## What is required
Reproduce the data below verbatim, from start to finish, omitting the picture.

[Begin Data lines]

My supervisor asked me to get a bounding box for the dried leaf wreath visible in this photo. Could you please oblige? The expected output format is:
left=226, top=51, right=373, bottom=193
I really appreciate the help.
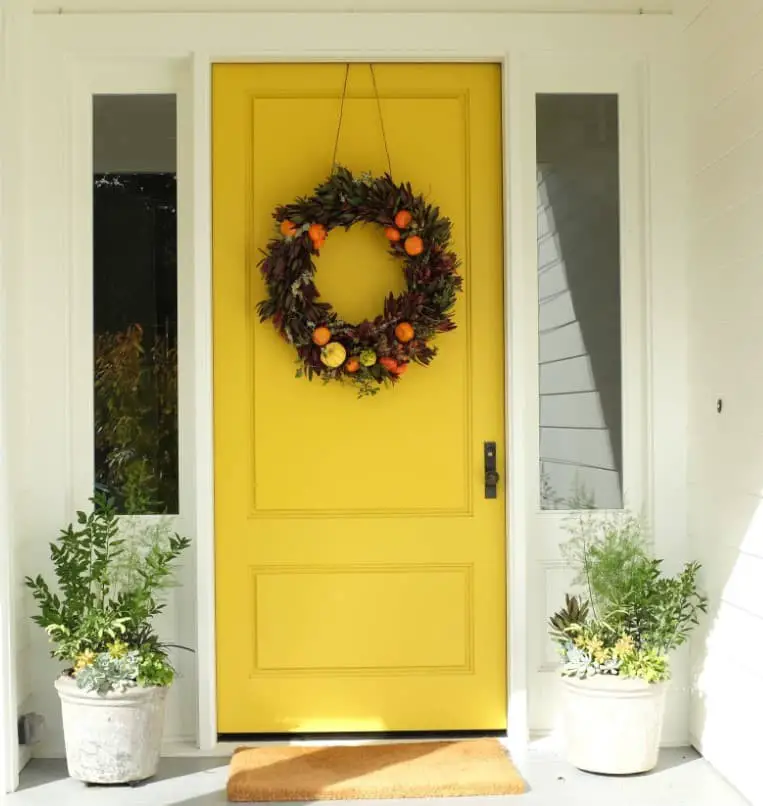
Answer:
left=257, top=167, right=462, bottom=396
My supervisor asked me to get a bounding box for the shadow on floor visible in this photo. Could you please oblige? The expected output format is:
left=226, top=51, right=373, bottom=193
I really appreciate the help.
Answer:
left=572, top=748, right=701, bottom=780
left=19, top=758, right=228, bottom=802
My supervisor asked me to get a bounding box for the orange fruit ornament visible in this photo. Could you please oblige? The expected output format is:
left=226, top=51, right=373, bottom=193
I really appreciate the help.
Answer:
left=379, top=356, right=398, bottom=373
left=395, top=210, right=413, bottom=229
left=395, top=322, right=415, bottom=344
left=405, top=235, right=424, bottom=257
left=307, top=224, right=326, bottom=249
left=313, top=326, right=331, bottom=347
left=281, top=221, right=297, bottom=238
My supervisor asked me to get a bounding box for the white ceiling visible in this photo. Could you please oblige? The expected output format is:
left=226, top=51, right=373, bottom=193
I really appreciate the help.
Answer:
left=31, top=0, right=674, bottom=14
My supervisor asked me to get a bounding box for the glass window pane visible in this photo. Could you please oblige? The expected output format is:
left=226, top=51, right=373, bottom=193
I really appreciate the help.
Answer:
left=536, top=95, right=623, bottom=510
left=93, top=95, right=178, bottom=514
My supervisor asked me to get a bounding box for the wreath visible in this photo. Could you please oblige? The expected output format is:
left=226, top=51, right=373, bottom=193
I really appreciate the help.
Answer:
left=257, top=167, right=462, bottom=397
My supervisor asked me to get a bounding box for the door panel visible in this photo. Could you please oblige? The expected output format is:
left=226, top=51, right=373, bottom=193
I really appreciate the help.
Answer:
left=213, top=64, right=506, bottom=733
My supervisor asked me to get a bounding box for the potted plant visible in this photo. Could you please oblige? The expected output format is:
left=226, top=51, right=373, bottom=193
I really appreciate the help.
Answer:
left=26, top=497, right=190, bottom=784
left=549, top=510, right=707, bottom=775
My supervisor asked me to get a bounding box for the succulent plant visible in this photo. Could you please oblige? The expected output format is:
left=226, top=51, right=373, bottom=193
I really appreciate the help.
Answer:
left=548, top=594, right=589, bottom=642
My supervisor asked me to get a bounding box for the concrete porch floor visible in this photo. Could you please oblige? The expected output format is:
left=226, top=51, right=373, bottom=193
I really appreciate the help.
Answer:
left=2, top=740, right=747, bottom=806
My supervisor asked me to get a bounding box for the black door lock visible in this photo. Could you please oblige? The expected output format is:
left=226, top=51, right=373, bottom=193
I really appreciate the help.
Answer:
left=485, top=442, right=501, bottom=498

[End Data lines]

## The response
My supervisor asked me to get a bounding box for the dried leaf wreath visible in this photo. Could you please oblige? The expected output format is:
left=226, top=51, right=373, bottom=193
I really appreciate the help.
Answer:
left=257, top=167, right=462, bottom=396
My supervisor asked me to get a bounding box for the shadow on floor visible in this photo. Could you please oblige? The expected output format is:
left=226, top=51, right=373, bottom=193
I really appreciate the help.
Answer:
left=572, top=748, right=701, bottom=780
left=19, top=758, right=228, bottom=802
My supervisor asked me to get a bounding box for the orange fruit ornament visible in this photo. Could you please oblige? The expected output format is:
left=226, top=51, right=373, bottom=193
I really appreciate the help.
Answer:
left=379, top=356, right=398, bottom=373
left=395, top=210, right=413, bottom=229
left=395, top=322, right=415, bottom=344
left=405, top=235, right=424, bottom=257
left=307, top=224, right=326, bottom=249
left=313, top=326, right=331, bottom=347
left=281, top=221, right=297, bottom=238
My supervisor asked me to get a bounding box for the white ceiling visible in this photo. Could you please oblige? The expected output format is:
left=226, top=51, right=373, bottom=193
I really appreciate the help.
Answer:
left=31, top=0, right=674, bottom=14
My supervisor asked me to get a bounding box for the glass window pane visible in this photo. Could you please oblige? The expected output format is:
left=226, top=51, right=373, bottom=193
I really appreciate the help.
Answer:
left=536, top=95, right=623, bottom=510
left=93, top=95, right=178, bottom=514
My supervisor asked me to get a bounding box for the wreath visible in this photo. Could you please oblige? The expected output format is:
left=226, top=51, right=373, bottom=193
I really appreciate the help.
Answer:
left=257, top=167, right=462, bottom=397
My supervisor asked me to get a bounding box for the door panel visible in this photo. Could you please oblige? The expected output format is:
left=226, top=51, right=373, bottom=193
I really appreciate the help.
Answer:
left=213, top=64, right=506, bottom=733
My supervisor asked me to get a bounding box for the potted plant visible in this photo. Could you please oblige? The expected output format is:
left=226, top=51, right=373, bottom=193
I really appreciate the help.
Answer:
left=26, top=497, right=190, bottom=784
left=549, top=510, right=707, bottom=775
My supervisor asked me to get a bounding box for the succulent plant visible in this photo. Could you please oblige? The expected output format is:
left=226, top=51, right=373, bottom=193
I really appreciate the help.
Answer:
left=548, top=594, right=589, bottom=642
My supervisor asked me to get a bounding box for the concrete porch floor visible in this photo. Could you please oblige? The expected output format is:
left=226, top=51, right=373, bottom=193
I really appreciate the help.
Answer:
left=2, top=740, right=747, bottom=806
My supervisor asked me to get a bounding box for the black door lock visible in this photo. Could you please oblige? The expected output format is:
left=226, top=51, right=373, bottom=193
I really appreciate the help.
Answer:
left=485, top=442, right=501, bottom=498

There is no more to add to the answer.